## [Task to carry out]
Count the lines in the records below that contain the word "deck", and reply with that number alone.

## [Dataset entries]
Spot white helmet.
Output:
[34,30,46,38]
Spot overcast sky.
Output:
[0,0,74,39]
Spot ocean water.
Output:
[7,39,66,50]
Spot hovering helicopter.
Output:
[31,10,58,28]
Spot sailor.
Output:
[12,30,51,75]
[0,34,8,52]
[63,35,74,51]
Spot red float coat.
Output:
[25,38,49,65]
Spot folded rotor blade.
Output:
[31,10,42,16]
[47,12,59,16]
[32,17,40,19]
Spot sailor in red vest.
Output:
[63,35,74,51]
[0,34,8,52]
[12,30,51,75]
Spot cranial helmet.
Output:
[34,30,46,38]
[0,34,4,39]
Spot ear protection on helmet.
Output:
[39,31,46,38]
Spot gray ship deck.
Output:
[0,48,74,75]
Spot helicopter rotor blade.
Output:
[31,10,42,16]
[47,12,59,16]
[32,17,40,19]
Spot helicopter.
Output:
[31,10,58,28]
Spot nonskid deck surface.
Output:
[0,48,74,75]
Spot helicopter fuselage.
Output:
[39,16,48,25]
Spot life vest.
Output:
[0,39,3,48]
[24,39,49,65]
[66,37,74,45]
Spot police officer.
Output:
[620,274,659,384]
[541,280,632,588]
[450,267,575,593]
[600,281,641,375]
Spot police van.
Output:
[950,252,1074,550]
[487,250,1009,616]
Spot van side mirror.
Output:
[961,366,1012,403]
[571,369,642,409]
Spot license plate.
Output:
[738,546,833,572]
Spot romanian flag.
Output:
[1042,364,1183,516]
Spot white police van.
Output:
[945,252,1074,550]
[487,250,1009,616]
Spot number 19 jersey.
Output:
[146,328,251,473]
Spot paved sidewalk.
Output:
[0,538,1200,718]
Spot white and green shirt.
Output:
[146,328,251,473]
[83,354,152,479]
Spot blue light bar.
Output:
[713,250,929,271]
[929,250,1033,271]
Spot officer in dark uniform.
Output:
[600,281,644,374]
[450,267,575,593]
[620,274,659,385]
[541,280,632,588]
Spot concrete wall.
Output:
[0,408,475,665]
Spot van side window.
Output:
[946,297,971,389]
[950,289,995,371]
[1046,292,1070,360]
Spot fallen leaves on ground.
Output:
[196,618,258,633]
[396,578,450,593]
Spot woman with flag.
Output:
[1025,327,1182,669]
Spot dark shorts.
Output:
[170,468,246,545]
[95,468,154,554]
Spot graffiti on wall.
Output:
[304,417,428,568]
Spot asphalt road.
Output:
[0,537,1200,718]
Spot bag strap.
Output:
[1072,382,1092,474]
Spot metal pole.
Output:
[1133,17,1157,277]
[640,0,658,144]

## [Result of the exercise]
2